Copy out the rows from the line containing "Where in this photo can the dock light" through the end of the rows, both ends included, with the requests, and offset every pixel coordinate in the answers by -45. Leave out the pictures, and give only those lines.

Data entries
%%

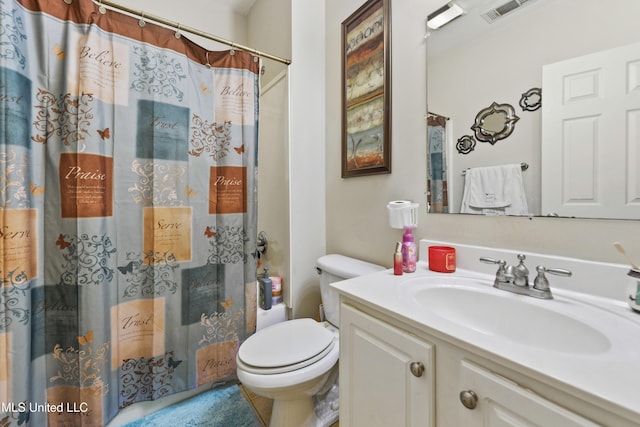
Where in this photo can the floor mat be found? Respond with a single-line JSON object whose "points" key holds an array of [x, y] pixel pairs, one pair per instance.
{"points": [[221, 407]]}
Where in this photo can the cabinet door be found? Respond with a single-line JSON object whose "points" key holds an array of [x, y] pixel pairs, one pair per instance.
{"points": [[380, 379], [502, 403]]}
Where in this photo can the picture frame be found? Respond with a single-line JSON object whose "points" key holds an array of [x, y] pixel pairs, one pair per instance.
{"points": [[366, 90]]}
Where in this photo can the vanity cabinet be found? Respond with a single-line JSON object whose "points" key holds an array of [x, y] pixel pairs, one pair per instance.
{"points": [[380, 384], [489, 399], [386, 374]]}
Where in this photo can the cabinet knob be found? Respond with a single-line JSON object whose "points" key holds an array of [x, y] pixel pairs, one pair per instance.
{"points": [[417, 369], [469, 399]]}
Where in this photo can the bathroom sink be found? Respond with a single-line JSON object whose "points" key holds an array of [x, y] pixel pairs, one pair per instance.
{"points": [[553, 325]]}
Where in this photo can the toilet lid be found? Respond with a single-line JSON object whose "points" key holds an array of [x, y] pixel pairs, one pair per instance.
{"points": [[294, 343]]}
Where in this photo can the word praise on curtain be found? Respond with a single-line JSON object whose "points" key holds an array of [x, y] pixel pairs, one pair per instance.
{"points": [[127, 212], [437, 193]]}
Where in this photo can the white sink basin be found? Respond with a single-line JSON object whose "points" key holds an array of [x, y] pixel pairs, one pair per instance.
{"points": [[558, 325]]}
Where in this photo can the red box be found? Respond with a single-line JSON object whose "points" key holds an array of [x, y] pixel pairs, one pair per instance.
{"points": [[442, 259]]}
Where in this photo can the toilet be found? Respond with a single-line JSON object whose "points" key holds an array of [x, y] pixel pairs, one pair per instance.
{"points": [[290, 361]]}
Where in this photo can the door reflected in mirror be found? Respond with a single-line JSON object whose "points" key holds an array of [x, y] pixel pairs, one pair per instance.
{"points": [[464, 77]]}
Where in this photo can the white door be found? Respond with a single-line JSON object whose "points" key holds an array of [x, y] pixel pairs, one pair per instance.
{"points": [[591, 135], [378, 384]]}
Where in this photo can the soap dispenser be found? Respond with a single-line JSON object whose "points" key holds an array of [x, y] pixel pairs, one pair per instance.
{"points": [[265, 289], [409, 251]]}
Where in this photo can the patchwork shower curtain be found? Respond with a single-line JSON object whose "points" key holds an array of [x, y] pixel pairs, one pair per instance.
{"points": [[127, 211], [437, 197]]}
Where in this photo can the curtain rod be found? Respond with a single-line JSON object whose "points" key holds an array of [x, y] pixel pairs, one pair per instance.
{"points": [[180, 27]]}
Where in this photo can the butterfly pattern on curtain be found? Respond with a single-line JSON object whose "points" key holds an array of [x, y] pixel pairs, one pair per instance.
{"points": [[128, 164]]}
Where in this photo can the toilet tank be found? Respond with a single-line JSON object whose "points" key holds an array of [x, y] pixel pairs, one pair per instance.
{"points": [[333, 268]]}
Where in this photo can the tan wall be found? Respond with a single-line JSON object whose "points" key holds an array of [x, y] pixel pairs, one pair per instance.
{"points": [[357, 222]]}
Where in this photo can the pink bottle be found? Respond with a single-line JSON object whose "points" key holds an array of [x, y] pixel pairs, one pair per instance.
{"points": [[409, 251]]}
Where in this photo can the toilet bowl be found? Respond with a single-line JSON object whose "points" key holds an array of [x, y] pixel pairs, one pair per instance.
{"points": [[291, 361]]}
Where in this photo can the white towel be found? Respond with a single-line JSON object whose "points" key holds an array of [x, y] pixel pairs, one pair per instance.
{"points": [[494, 190]]}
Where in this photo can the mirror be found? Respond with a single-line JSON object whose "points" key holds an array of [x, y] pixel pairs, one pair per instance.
{"points": [[483, 58]]}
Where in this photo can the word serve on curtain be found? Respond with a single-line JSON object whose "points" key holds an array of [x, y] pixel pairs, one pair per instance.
{"points": [[128, 212]]}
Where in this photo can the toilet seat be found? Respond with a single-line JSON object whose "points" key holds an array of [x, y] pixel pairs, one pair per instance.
{"points": [[285, 347]]}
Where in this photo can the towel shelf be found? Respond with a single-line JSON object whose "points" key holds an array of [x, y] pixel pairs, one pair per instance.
{"points": [[524, 166]]}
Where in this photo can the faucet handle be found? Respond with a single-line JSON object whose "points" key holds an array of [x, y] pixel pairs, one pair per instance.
{"points": [[521, 272], [541, 282], [502, 275]]}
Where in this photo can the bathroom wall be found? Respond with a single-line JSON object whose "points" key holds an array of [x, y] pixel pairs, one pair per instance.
{"points": [[356, 207]]}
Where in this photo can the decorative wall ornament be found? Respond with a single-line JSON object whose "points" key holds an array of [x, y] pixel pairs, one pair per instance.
{"points": [[466, 144], [494, 123], [531, 100]]}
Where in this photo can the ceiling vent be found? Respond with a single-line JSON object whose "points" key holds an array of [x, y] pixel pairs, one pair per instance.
{"points": [[498, 12]]}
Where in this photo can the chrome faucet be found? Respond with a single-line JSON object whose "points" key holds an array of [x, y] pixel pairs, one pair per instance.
{"points": [[516, 278]]}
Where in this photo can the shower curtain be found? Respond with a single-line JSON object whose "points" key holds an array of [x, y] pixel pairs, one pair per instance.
{"points": [[128, 217], [437, 197]]}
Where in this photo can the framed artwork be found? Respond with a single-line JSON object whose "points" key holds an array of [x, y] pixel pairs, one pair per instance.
{"points": [[366, 90]]}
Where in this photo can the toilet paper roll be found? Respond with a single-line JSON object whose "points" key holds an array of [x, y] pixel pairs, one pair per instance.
{"points": [[402, 213]]}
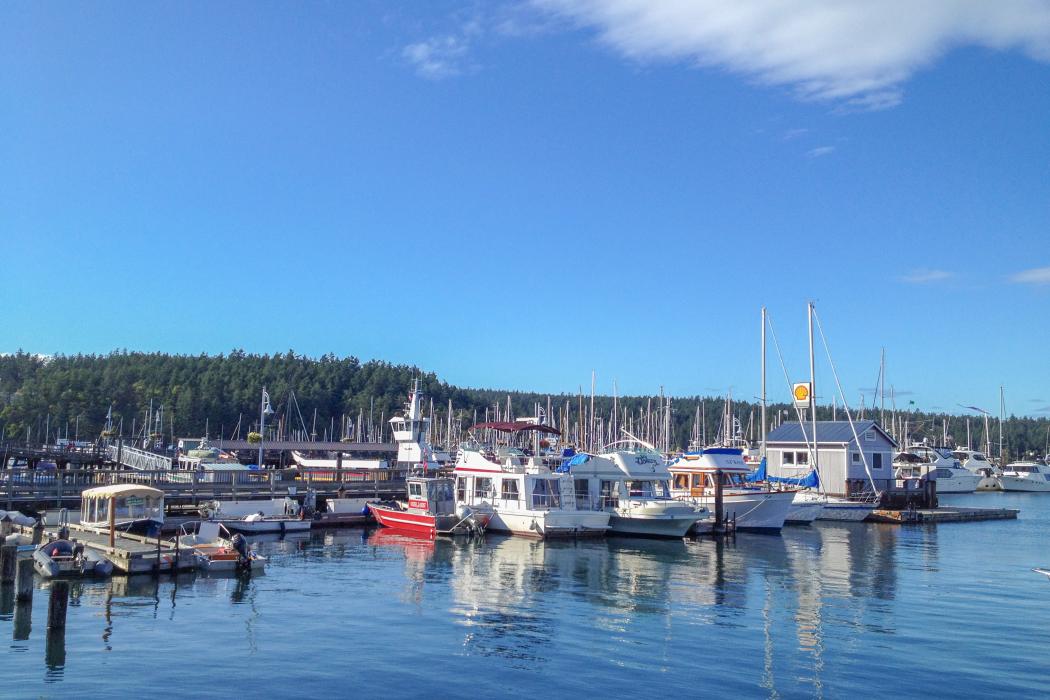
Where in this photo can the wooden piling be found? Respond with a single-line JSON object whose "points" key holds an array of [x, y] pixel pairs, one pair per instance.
{"points": [[57, 605], [8, 559], [23, 580]]}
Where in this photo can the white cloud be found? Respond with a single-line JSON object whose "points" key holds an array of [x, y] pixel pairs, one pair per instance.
{"points": [[925, 276], [438, 57], [1034, 276], [853, 51]]}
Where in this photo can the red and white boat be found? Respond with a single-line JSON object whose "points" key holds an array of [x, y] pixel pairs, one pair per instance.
{"points": [[431, 510]]}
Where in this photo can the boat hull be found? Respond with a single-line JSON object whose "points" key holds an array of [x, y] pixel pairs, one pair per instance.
{"points": [[265, 526], [550, 524], [804, 512], [1009, 483], [667, 526], [756, 510], [845, 511]]}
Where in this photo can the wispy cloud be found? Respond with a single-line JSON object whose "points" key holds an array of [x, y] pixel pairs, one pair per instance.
{"points": [[925, 276], [854, 52], [438, 57], [1034, 276]]}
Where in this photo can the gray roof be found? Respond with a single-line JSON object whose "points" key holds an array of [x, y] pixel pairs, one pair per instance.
{"points": [[827, 431]]}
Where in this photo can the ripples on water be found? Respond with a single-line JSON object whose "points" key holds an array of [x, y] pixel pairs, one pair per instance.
{"points": [[833, 610]]}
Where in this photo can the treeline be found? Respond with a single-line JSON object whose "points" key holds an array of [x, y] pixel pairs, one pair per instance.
{"points": [[70, 395]]}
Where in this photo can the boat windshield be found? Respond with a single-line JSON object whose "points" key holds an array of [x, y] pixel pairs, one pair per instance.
{"points": [[546, 493], [648, 489]]}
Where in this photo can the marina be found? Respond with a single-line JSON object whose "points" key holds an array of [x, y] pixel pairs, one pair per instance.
{"points": [[819, 611]]}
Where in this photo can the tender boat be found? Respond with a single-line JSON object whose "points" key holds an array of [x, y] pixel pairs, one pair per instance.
{"points": [[431, 510], [751, 507], [65, 557], [519, 490], [124, 508], [275, 515], [1025, 475], [936, 463], [982, 466], [217, 550], [633, 487]]}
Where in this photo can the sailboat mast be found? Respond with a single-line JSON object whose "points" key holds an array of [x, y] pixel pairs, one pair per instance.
{"points": [[813, 391], [763, 382]]}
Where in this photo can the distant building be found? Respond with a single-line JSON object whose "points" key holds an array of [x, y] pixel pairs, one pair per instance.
{"points": [[840, 460]]}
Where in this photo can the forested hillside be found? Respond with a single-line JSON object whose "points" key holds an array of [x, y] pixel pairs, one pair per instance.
{"points": [[217, 393]]}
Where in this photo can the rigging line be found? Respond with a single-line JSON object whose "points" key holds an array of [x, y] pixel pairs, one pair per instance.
{"points": [[845, 404], [798, 411]]}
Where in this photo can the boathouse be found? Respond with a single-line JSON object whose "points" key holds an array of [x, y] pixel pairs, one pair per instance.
{"points": [[840, 455]]}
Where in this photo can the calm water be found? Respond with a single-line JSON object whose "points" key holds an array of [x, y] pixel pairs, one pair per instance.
{"points": [[822, 611]]}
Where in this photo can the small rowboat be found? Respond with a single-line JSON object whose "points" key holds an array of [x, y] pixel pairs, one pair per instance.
{"points": [[215, 552], [431, 510], [64, 557]]}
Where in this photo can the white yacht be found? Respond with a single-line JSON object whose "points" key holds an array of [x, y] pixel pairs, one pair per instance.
{"points": [[938, 463], [982, 466], [633, 486], [752, 507], [1025, 475], [520, 491]]}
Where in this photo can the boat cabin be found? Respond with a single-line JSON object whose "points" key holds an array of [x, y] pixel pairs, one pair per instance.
{"points": [[432, 495], [695, 474], [127, 507], [841, 457]]}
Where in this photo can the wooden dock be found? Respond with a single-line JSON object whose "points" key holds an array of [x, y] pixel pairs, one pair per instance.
{"points": [[942, 514], [130, 554]]}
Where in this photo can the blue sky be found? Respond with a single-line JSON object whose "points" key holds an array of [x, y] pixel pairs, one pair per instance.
{"points": [[515, 194]]}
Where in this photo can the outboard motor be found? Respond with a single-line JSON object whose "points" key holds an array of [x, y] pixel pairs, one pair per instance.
{"points": [[240, 546]]}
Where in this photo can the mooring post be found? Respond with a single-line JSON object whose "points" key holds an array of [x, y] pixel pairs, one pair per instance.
{"points": [[8, 559], [57, 605], [55, 643], [23, 620], [23, 580], [719, 503]]}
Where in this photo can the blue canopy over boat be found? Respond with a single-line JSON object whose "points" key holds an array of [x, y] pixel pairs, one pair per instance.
{"points": [[759, 474]]}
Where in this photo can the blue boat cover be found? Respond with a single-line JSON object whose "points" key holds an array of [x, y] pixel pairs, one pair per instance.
{"points": [[810, 481], [567, 465]]}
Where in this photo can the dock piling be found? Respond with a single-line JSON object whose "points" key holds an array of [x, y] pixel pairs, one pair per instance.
{"points": [[23, 580], [8, 559]]}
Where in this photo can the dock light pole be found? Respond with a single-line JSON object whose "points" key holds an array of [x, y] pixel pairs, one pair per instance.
{"points": [[265, 410]]}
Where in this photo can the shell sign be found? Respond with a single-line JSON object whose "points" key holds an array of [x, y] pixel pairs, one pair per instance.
{"points": [[801, 394]]}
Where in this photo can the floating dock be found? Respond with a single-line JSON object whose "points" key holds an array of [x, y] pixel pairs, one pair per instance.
{"points": [[130, 554], [943, 514]]}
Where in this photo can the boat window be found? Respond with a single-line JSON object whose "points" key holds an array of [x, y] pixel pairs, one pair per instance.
{"points": [[546, 493], [482, 487], [508, 489]]}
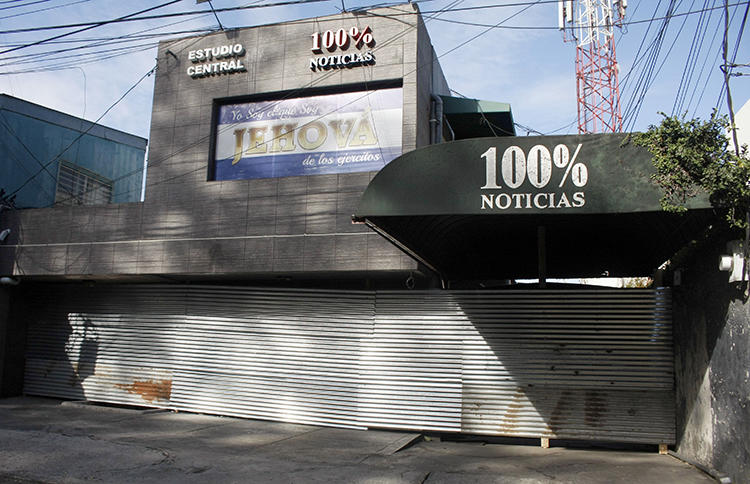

%%

## Task answer
Where in this photo can the dock light pole be found? Respond with a single-line JSON object whose "points" key holds an array of [x, y] pixel pairs, one pair per instance.
{"points": [[220, 365]]}
Where in this photo can the shell sign be found? Respond with a single-line JSON object whose "points" key holds an array of [x, y] pixel pairs, one pair per instance.
{"points": [[756, 349]]}
Where in this photo can the floating dock be found? Respond with a single-line JSON object whose "points" key holds an array of [x, y] pixel pairs, one pair per instance.
{"points": [[85, 509], [898, 469]]}
Where in this photo can the boat window be found? Respond with a single-line JSON object whose "points" key holds an array of [x, y] pixel pairs, one pair per instance.
{"points": [[501, 448], [437, 442], [463, 444]]}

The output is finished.